Special of the day:The Cake that Mattered

04 Jul Special of the day:The Cake that Mattered

The Cake that Mattered


It’s not an exaggeration to say that I started early on this cake. That would be three months early, to be exact.  It was way back in March when I began the training for baking, assembling, frosting, and decorating “The Cake That Mattered”.

But, wait, let me back up and start at the beginning.

I had been anxiously anticipating seeing our dear friend Kelsey and congratulating her in person on her engagement last summer when her dad spilled the beans and mentioned that she had something to ask me.

Kelsey was a beloved babysitter of ours for years when our girls were little.  To give you an idea of how much we had come to care about Kelsey, when playing “Game Table Topics” recently, our younger daughter Madison drew a question card that asked, “If you could add one person to your family, who would it be? And the unanimous response was- Kelsey.

When I eventually bumped into her, and she did indeed have something to ask me, I thought for sure Kelsey was going to ask me to do a reading at their wedding, so you can imagine my surprise when instead, the words that came out of her mouth were, “Sydne, would you make our wedding cake?”

Maaaaake…ouuurrrr…WEDDDDDDDINNGGGGG caaaaake….? The words seemed to echo endlessly around in my mind. But I didn’t make wedding cakes. Why in the world would she think of me to make their wedding cake?

And then it all became clear.  I remembered the series of consecutive anniversaries Kelsey had spent watching the girls while Mike and I went out for dinner before coming home and enjoying Almond Celebration Cake with Raspberry Buttercream  (a replica of the top layer of our wedding cake) together. Instead of leaving when we got home, Kelsey would join us for cake and the annual viewing of our wedding video, a well-established anniversary tradition on our house.

The cake she had in mind for her wedding?  Uh, that would be almond cake with raspberry buttercream.  And so, of course, I said yes, all the while thinking I hope I don’t mess this one up…

                I always do better when I have a plan, so when the calendar told me the wedding was just around the corner, I signed up for the Wilton Basic Cake Decorating Class at Michaels, along with my pal, Jame who graciously offered to take it along with me, providing much-appreciated moral support.

Suffice it to say, I was not the instructor’s class pet. Cake decorating, it turns out, requires a great deal of patience and an even greater supply of white Crisco, which was something I had never purchased and actually had a heck of a time locating in the grocery store.

Requirement 1: Return each line of the records that contains the word "cloud".
The records that come next are unrelated to the text above.

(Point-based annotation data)
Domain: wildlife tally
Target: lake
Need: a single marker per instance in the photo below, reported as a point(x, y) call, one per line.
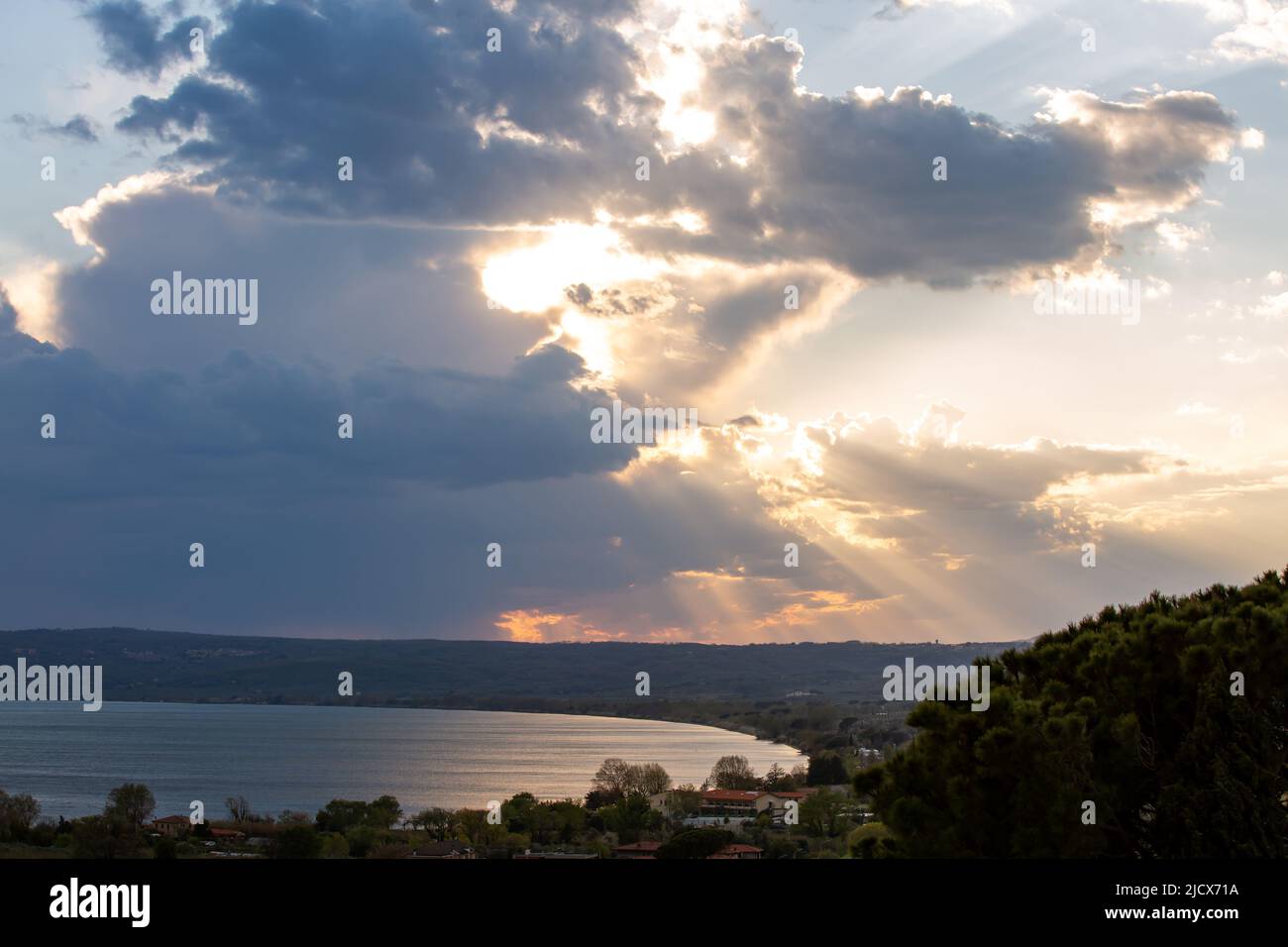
point(300, 758)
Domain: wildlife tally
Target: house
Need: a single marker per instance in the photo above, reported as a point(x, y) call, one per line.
point(638, 849)
point(737, 851)
point(442, 849)
point(660, 800)
point(733, 823)
point(171, 826)
point(562, 856)
point(729, 801)
point(776, 802)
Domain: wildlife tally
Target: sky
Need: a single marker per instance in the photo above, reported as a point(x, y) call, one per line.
point(824, 226)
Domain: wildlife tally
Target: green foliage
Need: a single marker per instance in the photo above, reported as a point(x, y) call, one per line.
point(872, 840)
point(733, 772)
point(1131, 710)
point(165, 848)
point(630, 817)
point(296, 841)
point(130, 804)
point(696, 843)
point(17, 814)
point(825, 770)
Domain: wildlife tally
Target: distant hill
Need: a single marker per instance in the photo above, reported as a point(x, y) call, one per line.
point(180, 667)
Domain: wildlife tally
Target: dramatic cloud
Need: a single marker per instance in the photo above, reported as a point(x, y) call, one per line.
point(502, 262)
point(134, 39)
point(75, 129)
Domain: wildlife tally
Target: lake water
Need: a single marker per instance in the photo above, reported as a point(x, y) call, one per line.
point(300, 758)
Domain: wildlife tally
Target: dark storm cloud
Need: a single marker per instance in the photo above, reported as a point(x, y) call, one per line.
point(262, 427)
point(136, 39)
point(76, 129)
point(411, 94)
point(550, 129)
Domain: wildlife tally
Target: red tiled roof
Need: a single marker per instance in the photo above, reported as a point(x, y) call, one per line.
point(730, 795)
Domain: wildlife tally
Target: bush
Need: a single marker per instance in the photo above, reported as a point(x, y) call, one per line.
point(296, 841)
point(165, 848)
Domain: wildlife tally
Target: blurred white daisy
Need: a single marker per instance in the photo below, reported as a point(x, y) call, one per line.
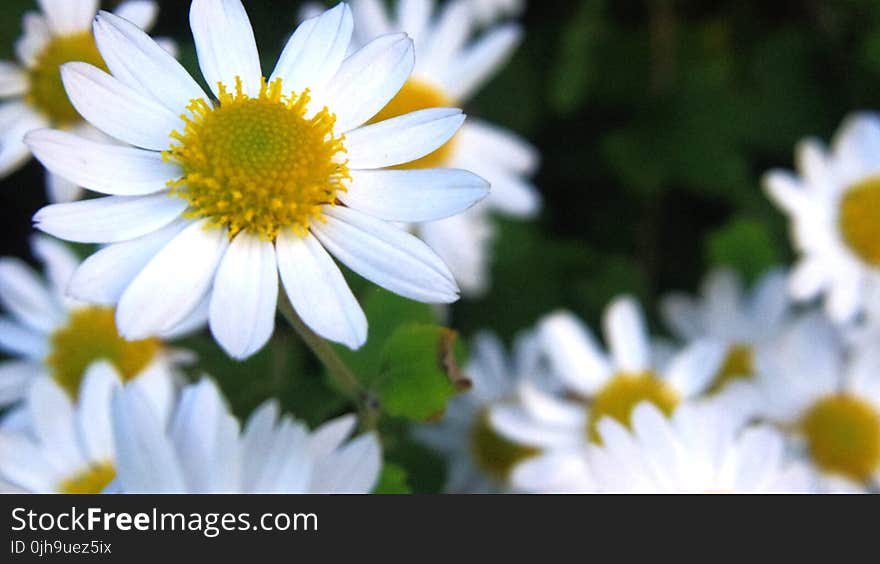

Requirement 2: Decide whether each statement agrees with the wedding cake post, answering yes or no and quoting the words from the post that settle it: (a) Kelsey asked the writer to do a reading at the wedding; (b) the writer signed up for a cake decorating class at Michaels; (c) the writer was the instructor's class pet.

Exercise result 1:
Target: dramatic cloud
Target: dark storm cloud

Exercise result 2:
(a) No: "instead, the words that came out of her mouth were, “Sydne, would you make our wedding cake?”"
(b) Yes: "I signed up for the Wilton Basic Cake Decorating Class at Michaels"
(c) No: "I was not the instructor’s class pet."